**WHAT YOU HAVE TO DO:**
Please copy the data below line for line, keeping every character the same.

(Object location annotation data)
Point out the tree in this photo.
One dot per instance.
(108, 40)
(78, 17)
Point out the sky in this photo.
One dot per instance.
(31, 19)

**WRITTEN SOLUTION:**
Point out the tree in this photo.
One dot per instance.
(108, 40)
(78, 17)
Point out the sky in this photo.
One dot per instance.
(31, 19)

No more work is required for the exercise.